-- Begin Recorded information --
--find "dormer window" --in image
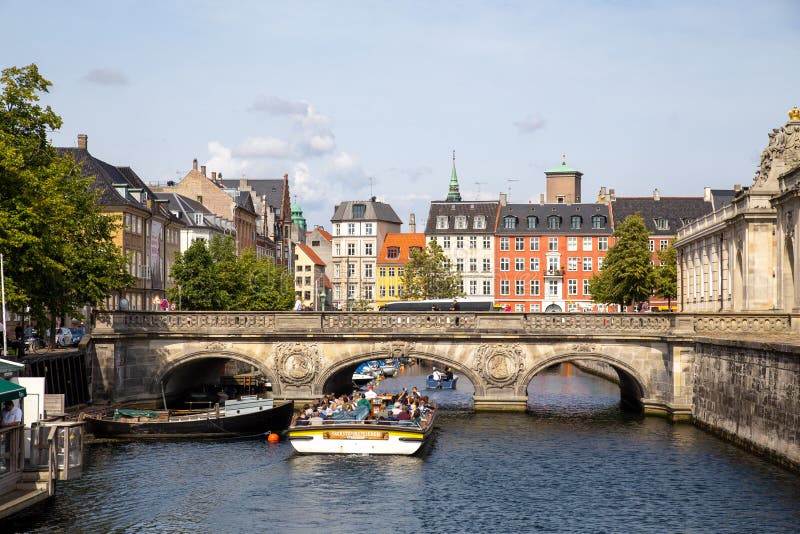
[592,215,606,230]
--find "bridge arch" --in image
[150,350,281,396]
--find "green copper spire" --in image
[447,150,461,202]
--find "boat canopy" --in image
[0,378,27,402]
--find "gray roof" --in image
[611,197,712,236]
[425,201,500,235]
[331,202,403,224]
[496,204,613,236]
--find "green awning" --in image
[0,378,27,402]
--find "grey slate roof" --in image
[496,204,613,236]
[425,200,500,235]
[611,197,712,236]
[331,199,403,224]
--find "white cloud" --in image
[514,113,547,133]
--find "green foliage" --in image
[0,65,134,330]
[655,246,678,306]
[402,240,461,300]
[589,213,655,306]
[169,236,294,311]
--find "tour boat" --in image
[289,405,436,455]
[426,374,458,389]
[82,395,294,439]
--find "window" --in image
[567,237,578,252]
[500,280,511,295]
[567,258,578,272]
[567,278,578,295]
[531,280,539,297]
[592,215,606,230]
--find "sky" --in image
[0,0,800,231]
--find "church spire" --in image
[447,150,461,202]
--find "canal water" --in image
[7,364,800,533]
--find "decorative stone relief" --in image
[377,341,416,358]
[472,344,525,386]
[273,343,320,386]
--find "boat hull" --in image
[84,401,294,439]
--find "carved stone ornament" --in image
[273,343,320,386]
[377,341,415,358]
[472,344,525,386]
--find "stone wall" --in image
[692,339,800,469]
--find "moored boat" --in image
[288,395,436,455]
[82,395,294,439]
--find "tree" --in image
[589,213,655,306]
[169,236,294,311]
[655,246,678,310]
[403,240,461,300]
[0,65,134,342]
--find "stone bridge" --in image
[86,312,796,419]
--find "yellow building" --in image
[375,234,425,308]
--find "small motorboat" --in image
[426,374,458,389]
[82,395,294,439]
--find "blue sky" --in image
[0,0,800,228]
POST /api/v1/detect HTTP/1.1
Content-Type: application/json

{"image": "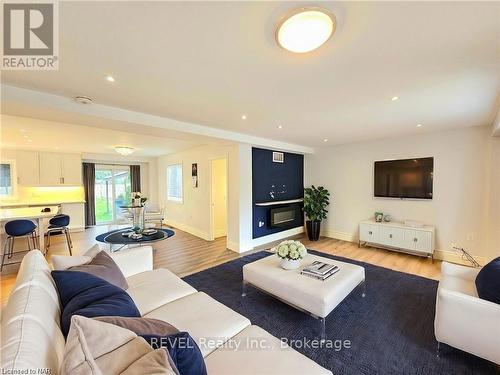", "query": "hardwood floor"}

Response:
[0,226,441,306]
-- End Recorded information --
-- Begin Recorded information --
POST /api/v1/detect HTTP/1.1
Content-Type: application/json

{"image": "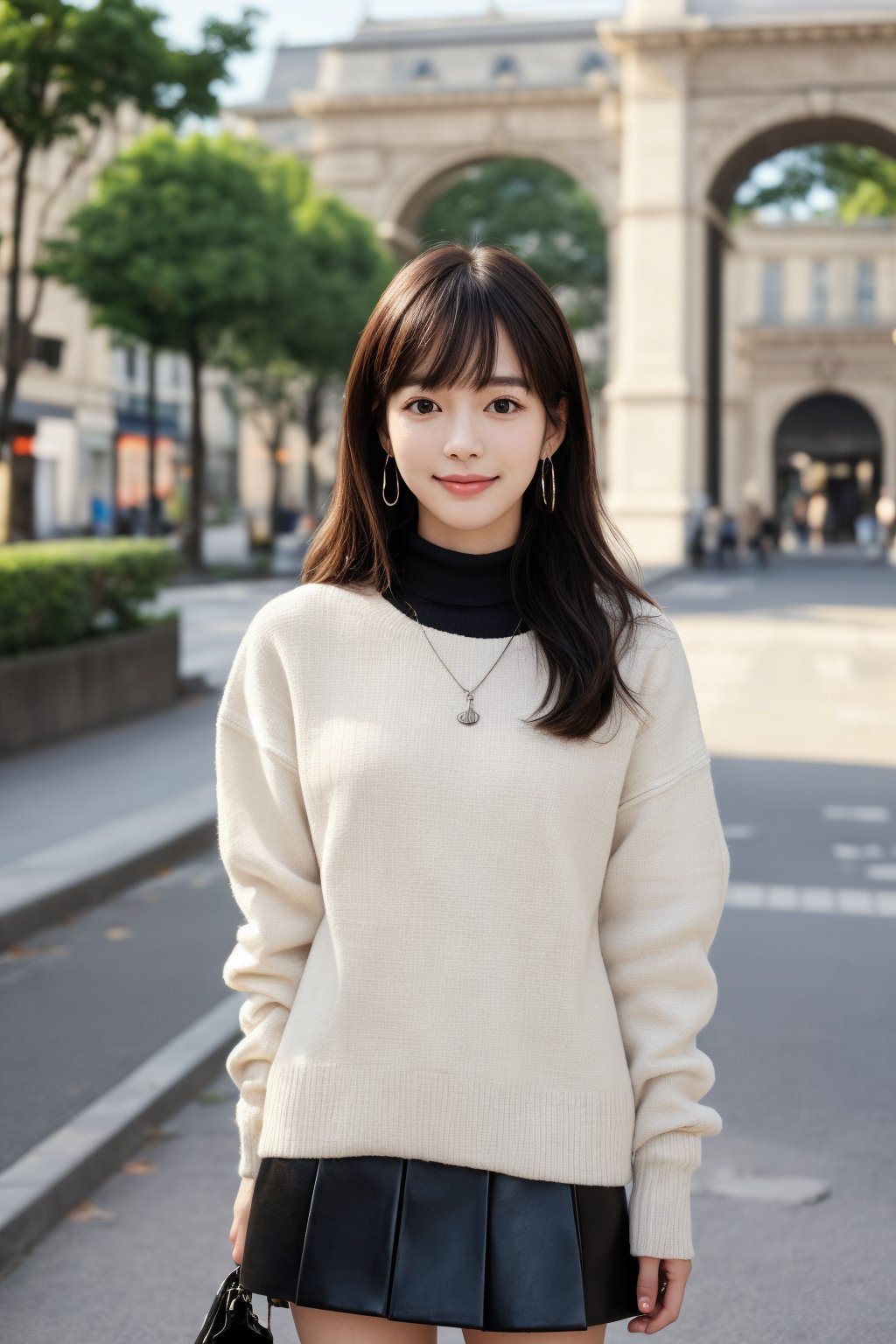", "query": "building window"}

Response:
-- End Recorded information --
Aim of the exercise: Please display each line of the items above that contains the word "green", matching its case.

Worked solution:
--find "green copper spire" --in image
--find "green awning" --in image
--find "green foliage" --in image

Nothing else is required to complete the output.